Set task 1 = In the financial regulation text, why do the authors doubt that massive regulatory intervention is the right way to reach a sustainable financial services industry? Answer in one to three sentences.
Set task 2 = In the financial regulation text, what is the passage starting with "Several leading academics" and going on through "may be preferable." when you swap "objective" for "goal"?
Set task 3 = According to the financial regulation text, how many new banking regulations were introduced worldwide last year?

Page text =
/---
Several leading academics are calling for a new approach to financial regulation based on simple legal frameworks, rather than the current obsession with complex, detailed specifications. They set out their arguments in detail in the latest edition of the IEA’s journal Economic Affairs “Financial Regulation: the need for a revolution” (vol. 32, No.3).
Writing in today’s edition of The Times the same authors argue:
The public's objective is for a sustainable financial services industry. There is currently no debate on available ways to achieve that objective other than through massive regulatory intervention. There is little evidence that this is the only or best way to achieve this objective. Indeed, there is substantial evidence available that this approach will not be successful and that alternative routes may be preferable.
1. Financial regulation has run riot in recent years to the detriment of the industry and its customers. For example, last year alone there were 14,200 new banking regulations worldwide and the US Dodd Frank Act will contain around 30,000 pages of regulations.
\---
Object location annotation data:
/---
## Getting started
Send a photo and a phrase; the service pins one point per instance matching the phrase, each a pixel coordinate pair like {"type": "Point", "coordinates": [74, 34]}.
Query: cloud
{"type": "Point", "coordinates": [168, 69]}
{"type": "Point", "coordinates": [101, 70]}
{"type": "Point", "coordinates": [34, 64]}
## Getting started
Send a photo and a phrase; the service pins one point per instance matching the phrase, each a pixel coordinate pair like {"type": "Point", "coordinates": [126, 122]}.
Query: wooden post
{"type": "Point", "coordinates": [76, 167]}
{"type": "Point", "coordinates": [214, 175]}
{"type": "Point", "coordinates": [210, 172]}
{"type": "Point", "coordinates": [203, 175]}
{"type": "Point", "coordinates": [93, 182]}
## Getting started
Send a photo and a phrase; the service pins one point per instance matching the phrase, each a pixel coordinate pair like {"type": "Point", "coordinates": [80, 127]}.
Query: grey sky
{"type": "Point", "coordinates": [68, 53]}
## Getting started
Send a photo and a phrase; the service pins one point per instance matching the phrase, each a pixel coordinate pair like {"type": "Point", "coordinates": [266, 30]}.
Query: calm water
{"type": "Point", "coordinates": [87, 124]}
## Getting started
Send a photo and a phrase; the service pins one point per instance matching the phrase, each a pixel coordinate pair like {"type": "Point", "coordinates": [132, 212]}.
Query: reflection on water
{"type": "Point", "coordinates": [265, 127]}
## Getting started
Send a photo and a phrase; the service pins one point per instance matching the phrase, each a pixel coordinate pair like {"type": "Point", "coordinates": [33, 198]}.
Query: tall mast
\---
Finished answer 1 = They see little evidence that massive regulatory intervention is the only or best way to reach that objective. They also point to substantial evidence that this approach will not succeed and that alternative routes may be preferable.

Finished answer 2 =
Several leading academics are calling for a new approach to financial regulation based on simple legal frameworks, rather than the current obsession with complex, detailed specifications. They set out their arguments in detail in the latest edition of the IEA’s journal Economic Affairs “Financial Regulation: the need for a revolution” (vol. 32, No.3).
Writing in today’s edition of The Times the same authors argue:
The public's goal is for a sustainable financial services industry. There is currently no debate on available ways to achieve that goal other than through massive regulatory intervention. There is little evidence that this is the only or best way to achieve this goal. Indeed, there is substantial evidence available that this approach will not be successful and that alternative routes may be preferable.

Finished answer 3 = 14,200 new banking regulations.